*WRITTEN TASK:* Reproduce the note exchange agreement text below in full, character for character.

*PAGE TEXT:*

========================================

Common Stock Offered

Contract Categories: Business Finance - Stock Agreements
EX-10.188 4 a18840orexv10w188.htm EXHIBIT 10.188 exv10w188
 

Exhibit 10.188
NOTE EXCHANGE AGREEMENT
     This Note Exchange Agreement (this “Agreement”) is entered into between The Immune Response Corporation, a Delaware corporation (the “Company”), and Cheshire Associates LLC, a Delaware limited liability company (“Cheshire”), as of February 8, 2006 (the “Effective Date”).
     Reference in this Agreement to the “2007 Mortgage Note” means the 8% Convertible Secured Promissory Note, dated as of April 29, 2005, having a May 31, 2007 maturity date and an outstanding principal amount of $5,740,928. The 2007 Mortgage Note was issued to Cheshire on April 29, 2005 in exchange for the following 8% Convertible Secured Promissory Notes made by the Company to Cheshire or to an affiliate or related party of Cheshire, each of which Notes was then beneficially owned (by original issuance or by assignment) by Cheshire:
         
Issuance (or   Then-Outstanding
Reissuance) Date   Principal Amount ($)
December 10, 2002
    278,320  
November 12, 2002
    4,847,608  
November 15, 2002
    200,000  
November 20, 2002
    200,000  
November 27, 2002
    215,000  
     Each such prior Note was issued pursuant to a Note Purchase Agreement dated November 9, 2001 between the Company and Kevin Kimberlin Partners, L.P. (“KKP”), as amended by:
    Amendment No. 1 dated February 14, 2002 among the Company, KKP and Oshkim Limited Partnership (“Oshkim”);
 
    Amendment No. 2 dated May 3, 2002 among the Company, KKP and Oshkim; and
 
    Amendment No. 3 dated July 11, 2002 among the Company, KKP, Oshkim and The Kimberlin Family 1998 Irrevocable Trust (the “Trust”);
(as so amended, the “Note Purchase Agreement”).

========================================

*MATERIAL:*
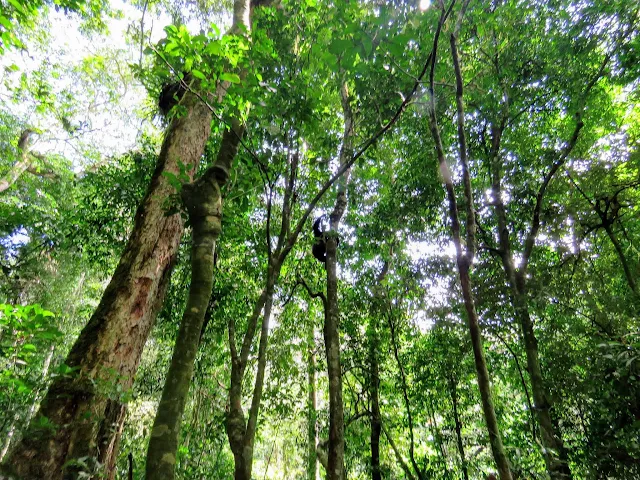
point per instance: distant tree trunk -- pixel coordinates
(335, 460)
(241, 432)
(312, 462)
(465, 253)
(376, 423)
(87, 419)
(453, 392)
(553, 451)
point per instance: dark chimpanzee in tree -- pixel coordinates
(319, 249)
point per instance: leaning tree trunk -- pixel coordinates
(465, 253)
(554, 451)
(335, 466)
(453, 391)
(312, 462)
(374, 373)
(203, 201)
(88, 420)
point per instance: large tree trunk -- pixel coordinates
(84, 407)
(204, 204)
(335, 470)
(453, 391)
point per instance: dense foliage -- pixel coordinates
(453, 147)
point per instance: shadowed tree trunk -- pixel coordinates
(374, 374)
(554, 452)
(465, 253)
(453, 392)
(335, 461)
(88, 420)
(312, 462)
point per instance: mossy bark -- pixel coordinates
(84, 409)
(204, 205)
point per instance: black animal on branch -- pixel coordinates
(319, 249)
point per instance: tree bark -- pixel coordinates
(88, 419)
(553, 450)
(312, 462)
(464, 255)
(204, 205)
(374, 374)
(335, 462)
(453, 391)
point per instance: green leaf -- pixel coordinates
(230, 77)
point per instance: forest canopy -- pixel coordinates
(344, 240)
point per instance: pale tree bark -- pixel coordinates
(241, 431)
(87, 419)
(24, 162)
(465, 253)
(203, 202)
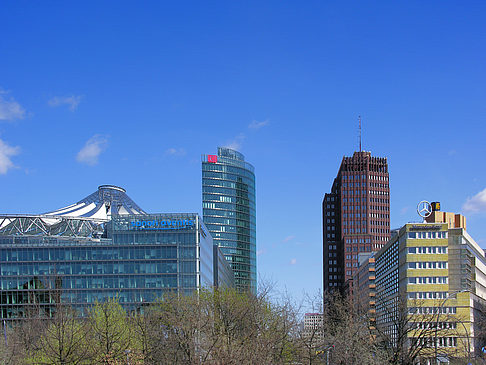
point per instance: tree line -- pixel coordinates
(214, 327)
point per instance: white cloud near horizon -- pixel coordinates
(255, 124)
(6, 153)
(237, 142)
(91, 151)
(287, 239)
(9, 108)
(72, 101)
(175, 151)
(476, 204)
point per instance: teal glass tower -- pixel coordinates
(228, 189)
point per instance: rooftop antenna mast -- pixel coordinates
(359, 130)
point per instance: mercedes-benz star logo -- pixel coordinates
(424, 209)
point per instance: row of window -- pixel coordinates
(366, 248)
(114, 282)
(212, 178)
(428, 265)
(356, 240)
(434, 325)
(93, 253)
(432, 310)
(227, 169)
(441, 341)
(428, 280)
(428, 250)
(427, 235)
(363, 177)
(428, 295)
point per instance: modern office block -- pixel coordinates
(104, 246)
(355, 217)
(229, 211)
(436, 275)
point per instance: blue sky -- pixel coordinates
(118, 93)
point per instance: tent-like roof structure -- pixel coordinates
(86, 218)
(109, 200)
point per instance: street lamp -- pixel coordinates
(128, 359)
(438, 317)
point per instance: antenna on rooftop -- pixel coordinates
(359, 131)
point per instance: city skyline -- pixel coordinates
(133, 97)
(355, 217)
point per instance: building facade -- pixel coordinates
(356, 217)
(81, 254)
(229, 211)
(364, 288)
(431, 290)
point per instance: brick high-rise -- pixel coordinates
(355, 216)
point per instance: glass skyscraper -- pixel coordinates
(103, 246)
(229, 212)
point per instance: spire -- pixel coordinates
(359, 119)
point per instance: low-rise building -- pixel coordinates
(431, 287)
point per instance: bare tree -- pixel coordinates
(62, 339)
(110, 331)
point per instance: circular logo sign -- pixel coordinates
(424, 209)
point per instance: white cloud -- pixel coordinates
(255, 124)
(476, 204)
(73, 101)
(6, 152)
(261, 252)
(91, 151)
(237, 142)
(287, 239)
(175, 151)
(9, 108)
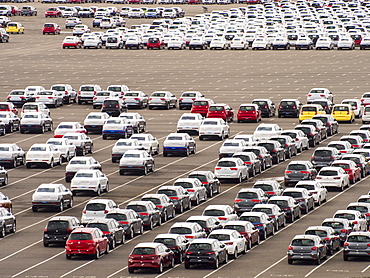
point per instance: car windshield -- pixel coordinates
(80, 236)
(247, 195)
(95, 207)
(137, 208)
(348, 216)
(169, 242)
(329, 173)
(102, 226)
(303, 242)
(226, 164)
(143, 251)
(253, 219)
(358, 238)
(117, 216)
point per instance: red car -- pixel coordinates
(249, 112)
(155, 43)
(87, 241)
(222, 111)
(150, 255)
(51, 28)
(201, 106)
(53, 12)
(8, 107)
(350, 167)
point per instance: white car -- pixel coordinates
(68, 127)
(190, 230)
(65, 146)
(333, 177)
(77, 163)
(10, 120)
(355, 217)
(93, 42)
(261, 43)
(187, 98)
(136, 99)
(231, 146)
(83, 143)
(52, 195)
(189, 122)
(162, 99)
(235, 243)
(89, 180)
(266, 131)
(35, 107)
(43, 154)
(94, 121)
(100, 96)
(176, 43)
(214, 127)
(324, 43)
(250, 139)
(97, 209)
(219, 43)
(123, 145)
(117, 127)
(356, 106)
(239, 42)
(224, 213)
(137, 121)
(231, 168)
(179, 143)
(300, 139)
(149, 142)
(195, 188)
(318, 191)
(36, 121)
(346, 43)
(12, 155)
(136, 161)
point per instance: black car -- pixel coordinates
(111, 229)
(289, 107)
(208, 223)
(58, 228)
(148, 212)
(311, 133)
(290, 148)
(275, 149)
(177, 243)
(299, 170)
(209, 181)
(129, 219)
(114, 106)
(330, 123)
(206, 251)
(163, 203)
(266, 106)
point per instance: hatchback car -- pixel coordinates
(87, 241)
(307, 247)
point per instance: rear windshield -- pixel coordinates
(80, 236)
(95, 207)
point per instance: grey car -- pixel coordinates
(306, 247)
(357, 245)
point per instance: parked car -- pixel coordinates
(49, 195)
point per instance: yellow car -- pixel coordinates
(15, 28)
(343, 113)
(310, 110)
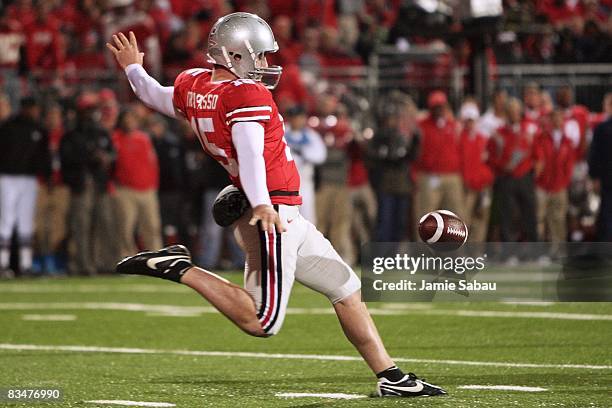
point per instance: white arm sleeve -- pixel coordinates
(248, 138)
(149, 91)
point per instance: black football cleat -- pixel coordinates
(409, 386)
(168, 263)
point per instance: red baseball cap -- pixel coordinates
(436, 98)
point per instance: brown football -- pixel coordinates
(443, 229)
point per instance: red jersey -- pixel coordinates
(11, 40)
(136, 166)
(212, 108)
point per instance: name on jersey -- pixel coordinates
(199, 101)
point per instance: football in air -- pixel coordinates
(443, 230)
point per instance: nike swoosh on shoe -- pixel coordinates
(152, 262)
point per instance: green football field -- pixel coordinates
(139, 339)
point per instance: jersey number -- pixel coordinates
(201, 127)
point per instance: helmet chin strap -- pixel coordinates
(228, 61)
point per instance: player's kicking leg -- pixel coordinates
(174, 263)
(321, 269)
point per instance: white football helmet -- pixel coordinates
(239, 41)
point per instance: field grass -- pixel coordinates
(167, 317)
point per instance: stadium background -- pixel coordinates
(362, 74)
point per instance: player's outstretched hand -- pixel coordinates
(269, 218)
(126, 51)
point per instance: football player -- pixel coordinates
(232, 112)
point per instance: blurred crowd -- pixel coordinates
(60, 43)
(82, 186)
(88, 176)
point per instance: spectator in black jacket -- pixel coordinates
(172, 179)
(24, 154)
(600, 169)
(87, 155)
(391, 153)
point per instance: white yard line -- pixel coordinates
(502, 388)
(91, 288)
(131, 403)
(245, 354)
(52, 318)
(195, 310)
(318, 395)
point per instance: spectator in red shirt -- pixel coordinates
(579, 113)
(22, 11)
(477, 175)
(555, 156)
(137, 179)
(439, 166)
(12, 40)
(44, 45)
(532, 98)
(510, 154)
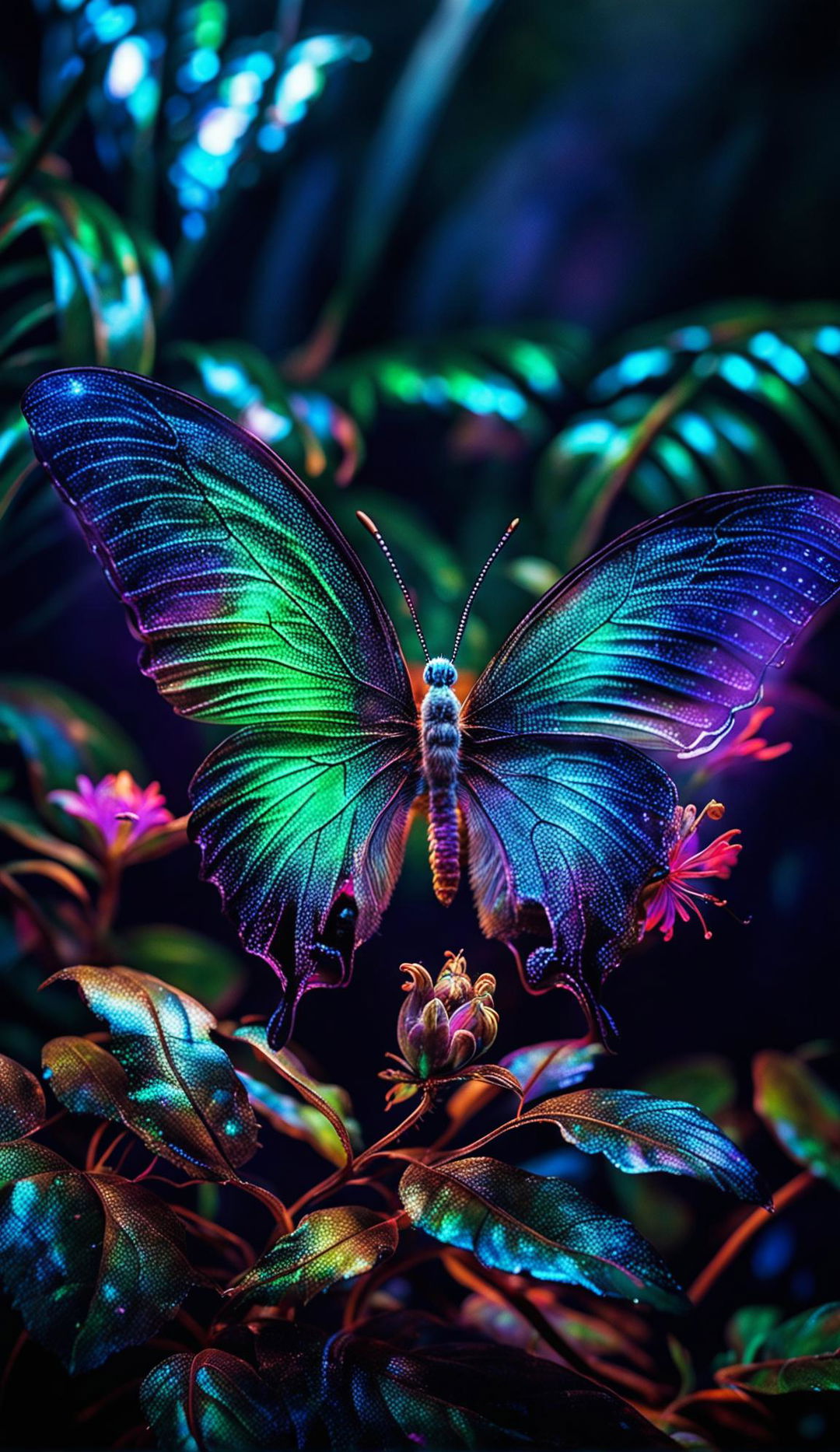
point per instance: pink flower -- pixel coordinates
(744, 747)
(117, 810)
(670, 897)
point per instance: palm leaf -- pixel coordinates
(730, 400)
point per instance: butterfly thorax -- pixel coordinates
(441, 747)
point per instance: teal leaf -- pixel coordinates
(686, 407)
(210, 1403)
(299, 1121)
(518, 1222)
(364, 1391)
(326, 1247)
(554, 1065)
(93, 1262)
(22, 1108)
(187, 960)
(801, 1111)
(800, 1355)
(182, 1093)
(331, 1101)
(640, 1133)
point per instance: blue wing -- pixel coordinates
(564, 832)
(666, 633)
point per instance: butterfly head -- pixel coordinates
(439, 671)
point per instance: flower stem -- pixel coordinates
(744, 1232)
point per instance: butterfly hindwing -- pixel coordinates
(564, 831)
(667, 632)
(252, 611)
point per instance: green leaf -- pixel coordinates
(329, 1101)
(23, 825)
(182, 1093)
(800, 1355)
(801, 1111)
(554, 1065)
(719, 401)
(61, 735)
(364, 1391)
(187, 960)
(326, 1247)
(92, 1262)
(515, 1222)
(212, 1401)
(22, 1107)
(299, 1121)
(640, 1133)
(707, 1080)
(105, 281)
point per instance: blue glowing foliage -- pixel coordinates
(92, 1261)
(162, 1075)
(518, 1222)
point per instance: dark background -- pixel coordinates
(604, 163)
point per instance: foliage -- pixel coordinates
(180, 1204)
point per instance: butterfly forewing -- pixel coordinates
(666, 633)
(254, 611)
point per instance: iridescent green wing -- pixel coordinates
(254, 611)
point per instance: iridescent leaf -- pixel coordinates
(554, 1065)
(513, 1220)
(331, 1101)
(187, 960)
(327, 1246)
(362, 1391)
(801, 1111)
(299, 1121)
(184, 1097)
(92, 1262)
(640, 1133)
(22, 1108)
(800, 1355)
(61, 735)
(707, 1080)
(210, 1403)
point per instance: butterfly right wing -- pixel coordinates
(254, 611)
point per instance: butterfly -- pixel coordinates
(254, 611)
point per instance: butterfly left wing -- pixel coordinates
(254, 611)
(564, 831)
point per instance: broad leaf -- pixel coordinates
(182, 1093)
(513, 1220)
(801, 1111)
(92, 1262)
(210, 1403)
(359, 1391)
(640, 1133)
(299, 1121)
(684, 408)
(22, 1108)
(326, 1247)
(187, 960)
(555, 1065)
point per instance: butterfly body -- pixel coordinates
(254, 613)
(441, 753)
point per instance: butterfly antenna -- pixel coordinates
(480, 581)
(369, 526)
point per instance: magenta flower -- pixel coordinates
(443, 1026)
(672, 897)
(120, 815)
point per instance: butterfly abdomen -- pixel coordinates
(441, 747)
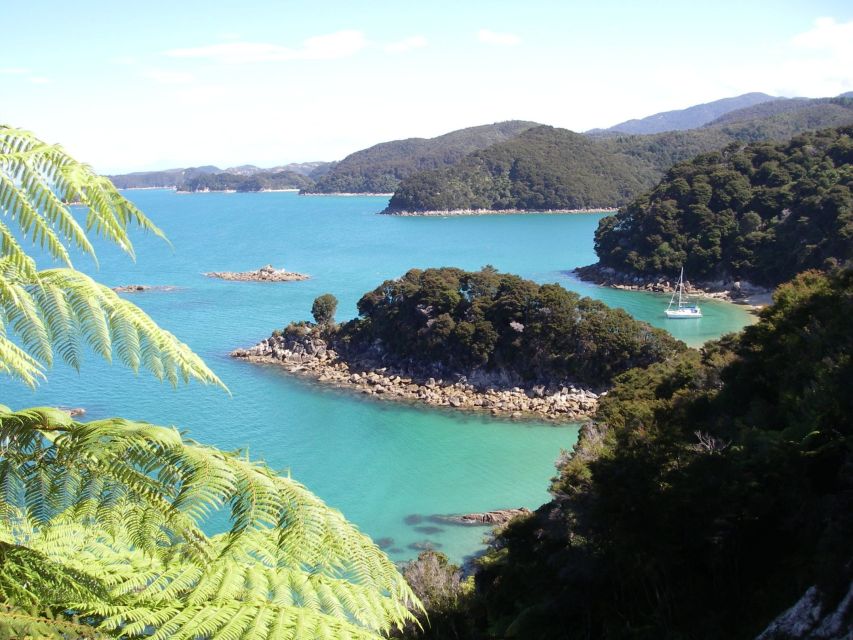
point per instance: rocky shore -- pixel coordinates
(738, 292)
(489, 212)
(491, 518)
(313, 357)
(141, 288)
(267, 273)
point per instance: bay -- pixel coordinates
(388, 467)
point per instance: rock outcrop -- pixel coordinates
(496, 517)
(730, 291)
(812, 617)
(266, 273)
(313, 357)
(140, 288)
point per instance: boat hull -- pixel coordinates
(684, 314)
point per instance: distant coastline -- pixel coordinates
(172, 188)
(492, 212)
(347, 193)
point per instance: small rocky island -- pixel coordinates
(476, 341)
(266, 273)
(142, 288)
(313, 356)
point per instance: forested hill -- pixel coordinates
(541, 169)
(691, 117)
(547, 168)
(182, 179)
(760, 212)
(256, 181)
(380, 168)
(460, 322)
(712, 491)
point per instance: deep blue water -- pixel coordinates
(380, 463)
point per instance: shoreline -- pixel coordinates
(267, 273)
(313, 358)
(348, 194)
(741, 293)
(491, 212)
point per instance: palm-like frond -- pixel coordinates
(61, 311)
(123, 503)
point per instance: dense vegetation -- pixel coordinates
(467, 321)
(761, 212)
(180, 178)
(712, 491)
(253, 182)
(547, 168)
(380, 168)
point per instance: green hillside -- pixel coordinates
(761, 212)
(380, 168)
(257, 181)
(711, 492)
(547, 168)
(691, 117)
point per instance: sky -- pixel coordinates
(129, 86)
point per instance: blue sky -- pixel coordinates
(136, 86)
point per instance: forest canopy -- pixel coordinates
(761, 212)
(496, 322)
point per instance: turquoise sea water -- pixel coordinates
(388, 467)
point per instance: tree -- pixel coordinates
(102, 523)
(324, 308)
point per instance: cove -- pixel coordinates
(388, 467)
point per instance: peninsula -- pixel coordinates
(740, 220)
(477, 341)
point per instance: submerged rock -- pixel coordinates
(74, 412)
(384, 543)
(429, 530)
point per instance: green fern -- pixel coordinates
(60, 310)
(116, 508)
(102, 524)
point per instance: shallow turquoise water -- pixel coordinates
(380, 463)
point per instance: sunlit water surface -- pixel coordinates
(387, 466)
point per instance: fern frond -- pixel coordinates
(288, 565)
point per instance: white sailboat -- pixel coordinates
(683, 308)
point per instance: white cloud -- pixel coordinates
(415, 42)
(494, 37)
(340, 44)
(828, 35)
(168, 77)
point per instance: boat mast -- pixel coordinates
(680, 286)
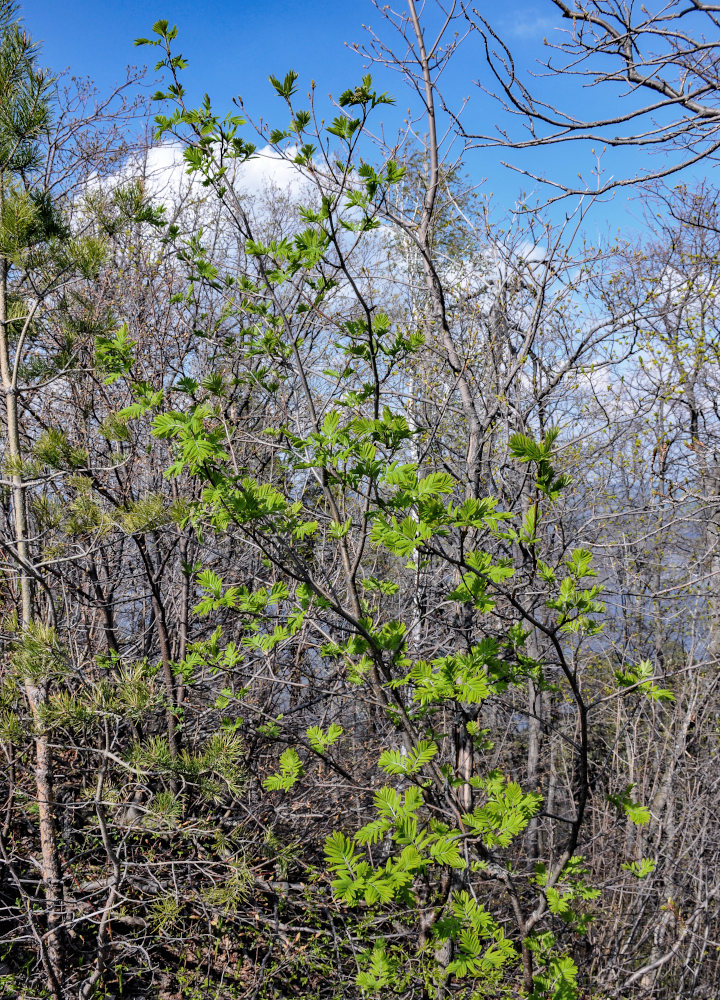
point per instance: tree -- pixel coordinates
(660, 62)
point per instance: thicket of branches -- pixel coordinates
(360, 542)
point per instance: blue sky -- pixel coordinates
(233, 46)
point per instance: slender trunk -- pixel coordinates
(36, 693)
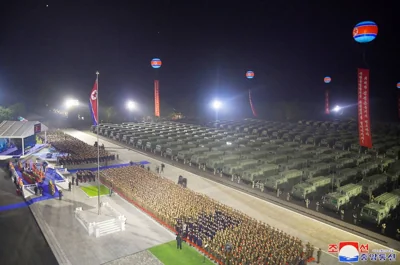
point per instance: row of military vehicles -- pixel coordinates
(308, 159)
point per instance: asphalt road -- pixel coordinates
(22, 241)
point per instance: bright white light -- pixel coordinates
(337, 108)
(217, 104)
(69, 103)
(130, 105)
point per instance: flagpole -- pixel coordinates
(98, 146)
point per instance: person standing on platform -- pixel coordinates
(178, 241)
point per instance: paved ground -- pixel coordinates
(22, 242)
(72, 245)
(142, 258)
(308, 229)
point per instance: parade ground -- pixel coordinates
(310, 230)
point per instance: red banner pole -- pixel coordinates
(398, 103)
(327, 111)
(364, 121)
(156, 98)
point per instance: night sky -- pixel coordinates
(50, 53)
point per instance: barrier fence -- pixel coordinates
(154, 216)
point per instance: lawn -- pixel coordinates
(169, 255)
(91, 191)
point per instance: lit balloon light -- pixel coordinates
(156, 63)
(365, 31)
(250, 74)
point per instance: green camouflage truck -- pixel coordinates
(342, 197)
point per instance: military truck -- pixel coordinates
(259, 173)
(217, 164)
(223, 148)
(317, 169)
(369, 167)
(257, 154)
(343, 144)
(173, 151)
(312, 187)
(275, 159)
(363, 158)
(385, 164)
(151, 145)
(161, 148)
(373, 185)
(345, 162)
(345, 176)
(275, 182)
(342, 198)
(200, 159)
(187, 154)
(240, 166)
(293, 176)
(296, 163)
(380, 209)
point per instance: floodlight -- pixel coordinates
(69, 103)
(217, 104)
(130, 105)
(337, 108)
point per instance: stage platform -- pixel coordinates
(7, 154)
(42, 154)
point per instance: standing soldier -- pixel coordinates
(319, 253)
(355, 218)
(178, 241)
(383, 228)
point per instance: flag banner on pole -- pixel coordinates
(327, 111)
(93, 104)
(156, 98)
(364, 121)
(398, 103)
(251, 105)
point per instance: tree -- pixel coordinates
(5, 114)
(110, 113)
(17, 109)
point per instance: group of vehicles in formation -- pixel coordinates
(308, 159)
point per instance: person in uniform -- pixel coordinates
(178, 241)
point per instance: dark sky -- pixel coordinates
(50, 53)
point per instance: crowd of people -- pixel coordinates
(76, 151)
(228, 235)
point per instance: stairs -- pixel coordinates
(107, 227)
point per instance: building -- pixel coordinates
(18, 138)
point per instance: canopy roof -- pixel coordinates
(19, 129)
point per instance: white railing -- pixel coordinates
(88, 226)
(121, 219)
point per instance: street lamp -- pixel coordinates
(70, 103)
(130, 105)
(216, 104)
(337, 108)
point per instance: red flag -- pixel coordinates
(94, 103)
(398, 103)
(327, 111)
(251, 105)
(156, 98)
(364, 121)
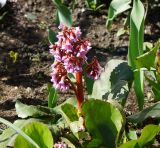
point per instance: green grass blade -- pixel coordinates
(136, 48)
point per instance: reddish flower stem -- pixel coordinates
(80, 94)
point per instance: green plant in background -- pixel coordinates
(96, 121)
(94, 4)
(63, 14)
(136, 37)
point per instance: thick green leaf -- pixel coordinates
(102, 86)
(70, 111)
(52, 36)
(121, 79)
(52, 96)
(150, 112)
(136, 48)
(132, 134)
(155, 88)
(116, 7)
(148, 135)
(8, 136)
(39, 132)
(19, 131)
(64, 15)
(147, 60)
(71, 101)
(103, 121)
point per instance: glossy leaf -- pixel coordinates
(103, 121)
(121, 79)
(148, 135)
(116, 7)
(150, 112)
(136, 48)
(114, 82)
(8, 136)
(39, 132)
(147, 60)
(19, 131)
(103, 84)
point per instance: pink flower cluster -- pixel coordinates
(70, 55)
(70, 49)
(60, 145)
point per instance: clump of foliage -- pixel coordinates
(98, 118)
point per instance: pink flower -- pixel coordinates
(70, 49)
(94, 69)
(59, 77)
(60, 145)
(70, 55)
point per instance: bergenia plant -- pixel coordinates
(70, 56)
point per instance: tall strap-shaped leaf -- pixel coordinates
(136, 47)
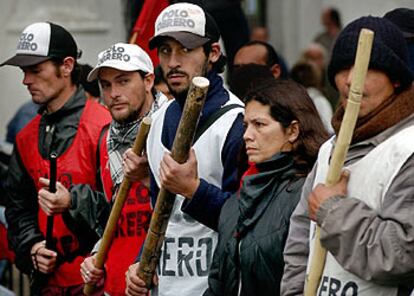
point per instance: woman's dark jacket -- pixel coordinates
(253, 228)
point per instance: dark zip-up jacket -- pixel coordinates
(253, 228)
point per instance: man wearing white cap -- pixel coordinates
(126, 75)
(187, 41)
(69, 126)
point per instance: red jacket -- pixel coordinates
(131, 231)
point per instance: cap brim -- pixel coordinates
(21, 60)
(110, 64)
(187, 39)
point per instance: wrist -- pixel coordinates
(193, 188)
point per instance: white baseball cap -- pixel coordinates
(187, 23)
(124, 57)
(42, 41)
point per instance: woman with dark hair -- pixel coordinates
(282, 137)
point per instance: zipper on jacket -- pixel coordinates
(238, 247)
(50, 130)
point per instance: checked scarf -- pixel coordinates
(121, 136)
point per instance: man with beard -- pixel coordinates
(366, 220)
(126, 75)
(187, 41)
(69, 126)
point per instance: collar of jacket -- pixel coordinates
(76, 101)
(260, 189)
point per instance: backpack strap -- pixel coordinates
(212, 118)
(99, 184)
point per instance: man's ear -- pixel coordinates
(67, 66)
(276, 71)
(149, 81)
(293, 131)
(215, 52)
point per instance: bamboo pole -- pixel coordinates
(116, 210)
(341, 148)
(165, 199)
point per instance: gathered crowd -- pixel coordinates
(250, 195)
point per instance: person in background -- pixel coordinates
(204, 182)
(283, 133)
(259, 33)
(403, 18)
(246, 77)
(69, 126)
(316, 54)
(366, 220)
(91, 87)
(308, 75)
(331, 21)
(160, 84)
(260, 53)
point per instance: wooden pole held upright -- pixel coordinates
(343, 141)
(116, 210)
(165, 200)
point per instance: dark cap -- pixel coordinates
(389, 50)
(40, 42)
(403, 18)
(187, 23)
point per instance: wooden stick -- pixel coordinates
(116, 210)
(341, 148)
(165, 200)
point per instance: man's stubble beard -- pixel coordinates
(182, 95)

========================================

*FINAL ANSWER:*
Common Stock Offered

Contract Categories: Business Finance - Stock Agreements
EX-10.188 4 a18840orexv10w188.htm EXHIBIT 10.188 exv10w188
 

Exhibit 10.188
NOTE EXCHANGE AGREEMENT
     This Note Exchange Agreement (this “Agreement”) is entered into between The Immune Response Corporation, a Delaware corporation (the “Company”), and Cheshire Associates LLC, a Delaware limited liability company (“Cheshire”), as of February 8, 2006 (the “Effective Date”).
     Reference in this Agreement to the “2007 Mortgage Note” means the 8% Convertible Secured Promissory Note, dated as of April 29, 2005, having a May 31, 2007 maturity date and an outstanding principal amount of $5,740,928. The 2007 Mortgage Note was issued to Cheshire on April 29, 2005 in exchange for the following 8% Convertible Secured Promissory Notes made by the Company to Cheshire or to an affiliate or related party of Cheshire, each of which Notes was then beneficially owned (by original issuance or by assignment) by Cheshire:
         
Issuance (or   Then-Outstanding
Reissuance) Date   Principal Amount ($)
December 10, 2002
    278,320  
November 12, 2002
    4,847,608  
November 15, 2002
    200,000  
November 20, 2002
    200,000  
November 27, 2002
    215,000  
     Each such prior Note was issued pursuant to a Note Purchase Agreement dated November 9, 2001 between the Company and Kevin Kimberlin Partners, L.P. (“KKP”), as amended by:
    Amendment No. 1 dated February 14, 2002 among the Company, KKP and Oshkim Limited Partnership (“Oshkim”);
 
    Amendment No. 2 dated May 3, 2002 among the Company, KKP and Oshkim; and
 
    Amendment No. 3 dated July 11, 2002 among the Company, KKP, Oshkim and The Kimberlin Family 1998 Irrevocable Trust (the “Trust”);
(as so amended, the “Note Purchase Agreement”).